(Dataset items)
Content starts

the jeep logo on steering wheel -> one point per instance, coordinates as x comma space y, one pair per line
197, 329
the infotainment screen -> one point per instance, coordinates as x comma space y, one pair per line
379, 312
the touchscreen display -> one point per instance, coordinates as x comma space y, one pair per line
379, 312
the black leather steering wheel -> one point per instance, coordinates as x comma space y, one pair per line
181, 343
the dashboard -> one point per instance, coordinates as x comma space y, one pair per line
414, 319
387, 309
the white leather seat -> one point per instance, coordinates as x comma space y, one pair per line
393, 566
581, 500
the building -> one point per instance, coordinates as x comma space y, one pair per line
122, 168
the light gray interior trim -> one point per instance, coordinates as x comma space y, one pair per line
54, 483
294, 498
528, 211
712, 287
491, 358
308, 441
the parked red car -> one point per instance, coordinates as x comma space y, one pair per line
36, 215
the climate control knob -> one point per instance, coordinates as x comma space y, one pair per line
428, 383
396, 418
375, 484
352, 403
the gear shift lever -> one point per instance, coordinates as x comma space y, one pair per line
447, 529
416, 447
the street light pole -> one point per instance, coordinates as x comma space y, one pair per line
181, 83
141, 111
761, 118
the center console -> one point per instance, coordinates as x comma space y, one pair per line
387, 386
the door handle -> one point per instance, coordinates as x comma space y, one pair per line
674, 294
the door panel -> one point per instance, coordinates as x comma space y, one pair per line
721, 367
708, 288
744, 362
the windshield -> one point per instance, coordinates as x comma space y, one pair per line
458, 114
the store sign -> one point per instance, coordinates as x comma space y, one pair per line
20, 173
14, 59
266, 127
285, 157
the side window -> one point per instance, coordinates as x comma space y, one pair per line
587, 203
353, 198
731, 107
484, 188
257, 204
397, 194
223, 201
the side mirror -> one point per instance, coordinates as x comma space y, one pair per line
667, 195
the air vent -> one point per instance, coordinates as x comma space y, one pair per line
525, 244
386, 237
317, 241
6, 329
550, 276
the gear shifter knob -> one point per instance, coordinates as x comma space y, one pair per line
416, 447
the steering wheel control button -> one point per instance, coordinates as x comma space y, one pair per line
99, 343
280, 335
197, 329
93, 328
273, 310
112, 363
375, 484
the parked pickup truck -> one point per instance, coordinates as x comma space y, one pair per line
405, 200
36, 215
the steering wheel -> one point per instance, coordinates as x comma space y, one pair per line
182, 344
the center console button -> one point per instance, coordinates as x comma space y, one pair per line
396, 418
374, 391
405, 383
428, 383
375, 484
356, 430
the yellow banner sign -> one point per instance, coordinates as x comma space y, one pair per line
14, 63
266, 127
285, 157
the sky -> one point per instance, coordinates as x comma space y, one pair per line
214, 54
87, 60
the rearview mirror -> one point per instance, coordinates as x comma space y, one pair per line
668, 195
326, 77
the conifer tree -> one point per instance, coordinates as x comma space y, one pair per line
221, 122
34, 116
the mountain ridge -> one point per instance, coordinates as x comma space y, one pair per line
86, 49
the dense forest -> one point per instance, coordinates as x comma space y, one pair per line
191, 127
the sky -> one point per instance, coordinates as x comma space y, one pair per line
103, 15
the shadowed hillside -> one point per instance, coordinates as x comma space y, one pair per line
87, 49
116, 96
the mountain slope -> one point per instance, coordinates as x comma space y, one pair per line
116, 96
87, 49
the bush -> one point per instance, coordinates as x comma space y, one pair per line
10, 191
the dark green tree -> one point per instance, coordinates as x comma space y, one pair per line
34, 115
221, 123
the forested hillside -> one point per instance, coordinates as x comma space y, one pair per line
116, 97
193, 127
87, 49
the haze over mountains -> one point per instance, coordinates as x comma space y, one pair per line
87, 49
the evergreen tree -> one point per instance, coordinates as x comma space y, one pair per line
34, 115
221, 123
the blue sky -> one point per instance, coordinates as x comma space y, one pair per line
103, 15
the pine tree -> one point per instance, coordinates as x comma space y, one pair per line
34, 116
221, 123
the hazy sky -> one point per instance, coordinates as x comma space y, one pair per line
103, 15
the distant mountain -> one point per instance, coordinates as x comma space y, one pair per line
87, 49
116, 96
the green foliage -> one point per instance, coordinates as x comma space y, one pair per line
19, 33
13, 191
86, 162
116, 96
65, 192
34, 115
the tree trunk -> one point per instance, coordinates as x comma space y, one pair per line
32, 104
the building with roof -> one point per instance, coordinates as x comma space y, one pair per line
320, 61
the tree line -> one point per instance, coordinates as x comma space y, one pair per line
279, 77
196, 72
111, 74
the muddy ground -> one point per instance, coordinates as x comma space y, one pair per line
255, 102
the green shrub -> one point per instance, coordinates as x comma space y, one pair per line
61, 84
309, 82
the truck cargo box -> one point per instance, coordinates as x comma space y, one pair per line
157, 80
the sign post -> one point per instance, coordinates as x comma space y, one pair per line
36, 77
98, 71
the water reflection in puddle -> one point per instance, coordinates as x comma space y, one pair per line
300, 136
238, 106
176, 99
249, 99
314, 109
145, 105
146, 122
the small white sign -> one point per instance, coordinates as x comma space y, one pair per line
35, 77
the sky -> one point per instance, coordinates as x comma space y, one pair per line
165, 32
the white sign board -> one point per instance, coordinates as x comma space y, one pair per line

Content ends

## PROBLEM REQUIREMENTS
Please give all of the entries again, exactly as written.

## EXERCISE OUTPUT
the jeep logo on steering wheel -> one point per instance, coordinates as x comma space y, one pair per line
197, 329
the infotainment screen -> one point per instance, coordinates as x comma space y, one pair per line
379, 312
the touchscreen display -> one point per instance, coordinates as x comma space y, one pair per line
379, 312
the black leather steering wheel -> one point per instance, coordinates as x comma space y, one pair per line
181, 343
the dashboard -> one point per instance, coordinates as x comma space y, one pair per line
414, 319
387, 309
the white leather seat -> one point per instance, coordinates as x comma space y, one pair per line
393, 566
581, 500
the building -> one point per instance, coordinates as x comma space y, one pair per line
122, 168
the light gray interior trim -> one point per instance, coordinates as x comma space y, one pair per line
54, 483
294, 498
528, 211
712, 287
491, 358
308, 441
the parked red car -> one point per instance, coordinates as x comma space y, one pair per line
36, 215
the climate control knob -> one point per instance, coordinates as x comma space y, one pair per line
428, 383
396, 418
375, 484
352, 403
the gear shift lever -> one point per instance, coordinates as x comma space y, one pair per line
447, 529
416, 447
the street light pole -> one point per instance, coordinates as x comma space y, one pair per line
181, 83
141, 111
761, 118
the center console -> one point per instance, coordinates as x comma space y, one pair per line
387, 386
the door handle -> one point per instance, coordinates as x comma space y, one pair per line
674, 294
the door panel -> one point per instance, coordinates as x comma space y, one pair per line
721, 367
708, 288
744, 362
the windshield -> one point per instance, coordinates as x comma space y, one pair per line
458, 114
the store sign -> one point per instance, coordinates as x comma space y, one pair per line
20, 173
14, 59
266, 127
285, 157
the side window -> one point per instance, coordinates as x comma space y, one pair per line
587, 203
353, 198
731, 107
484, 188
257, 204
397, 194
223, 201
the side mirror -> one point per instance, coordinates as x comma space y, one pair per line
667, 195
the air vent -> one point per instance, coordinates as x comma space y, one pair per line
525, 244
386, 237
317, 241
6, 329
550, 276
the gear shifter knob -> one point per instance, coordinates as x comma space y, one pair per line
416, 447
the steering wheel control button -> one point per instance, coordinates as x comma space y, one pair per line
99, 343
280, 335
197, 329
93, 328
273, 310
112, 363
375, 484
the parked pickup truck -> one point per instance, coordinates as x comma space y, one pair per line
405, 200
36, 215
the steering wheel -> one point per instance, coordinates as x comma space y, one pair per line
182, 344
the center console button -> one point per instance, coordinates as x comma space y, one pair per line
396, 418
374, 391
405, 383
428, 383
375, 484
356, 430
the yellow banner sign -> one point per instance, coordinates as x comma space y, one pair per line
14, 63
266, 127
285, 157
the sky -> one point per instance, coordinates as x comma space y, one pair per line
214, 54
87, 60
the rearview mirror -> one point per instance, coordinates as x comma space y, one pair per line
668, 195
326, 77
the conifer tree -> one point per instance, coordinates as x comma space y, one pair per line
221, 122
34, 116
the mountain ridge -> one point per instance, coordinates as x comma space y, one pair per line
86, 49
the dense forest -> one point per instance, coordinates as x comma space y, one pair per line
191, 127
the sky -> one point per instance, coordinates as x comma space y, one pair per line
103, 15
the shadowed hillside -> one point per instance, coordinates as x comma space y, one pair per line
87, 49
116, 96
the mountain slope -> one point per instance, coordinates as x comma space y, one pair per line
116, 96
87, 49
the bush -> one point per instance, coordinates as x comma space y, one pair per line
10, 191
the dark green tree -> one point per instance, coordinates as x comma space y, one pair per line
34, 115
221, 123
the forested hillside -> one point per instance, coordinates as x comma space y, one pair per line
116, 97
193, 127
87, 49
the haze over mountains -> one point per instance, coordinates as x comma space y, one pair per line
87, 49
the evergreen tree -> one point per instance, coordinates as x comma space y, one pair per line
34, 115
221, 123
the blue sky -> one point per instance, coordinates as x comma space y, one pair per line
103, 15
the pine tree -> one point per instance, coordinates as x comma space y, one pair per line
34, 116
221, 123
the hazy sky -> one point per instance, coordinates as x comma space y, one pair per line
103, 15
the distant mountain -> one point per instance, coordinates as x comma space y, one pair per line
87, 49
116, 96
the green foliage -> one point per instance, coordinates as x comma space y, one pair per line
19, 33
13, 191
86, 162
116, 96
65, 192
34, 115
the tree trunk -> one point per instance, coordinates as x comma space y, one pair per line
32, 104
the building with roof -> one point per instance, coordinates as x comma space y, one pair per line
320, 61
the tree line -> one point per instance, coordinates as x comma space y, one pair per line
279, 77
196, 72
111, 74
the muddy ground -> one point per instance, coordinates as x comma space y, one pair per line
255, 102
the green shrub -> one point per instance, coordinates as x comma space y, one pair per line
61, 84
309, 82
the truck cargo box -> one point per instance, coordinates as x comma space y, one pair per line
157, 80
the sign post -> one point per instance, coordinates as x comma space y, one pair per line
36, 77
98, 71
the water reflection in puddle -> one point per instance, coordinates as x comma space y, one pair per line
300, 136
238, 106
176, 99
249, 99
314, 109
145, 105
146, 122
the small white sign -> one point per instance, coordinates as x comma space y, one pair per line
35, 77
the sky -> one point per instance, coordinates as x comma space y, one pair per line
165, 32
the white sign board -> one point per instance, coordinates as x comma space y, one pair per line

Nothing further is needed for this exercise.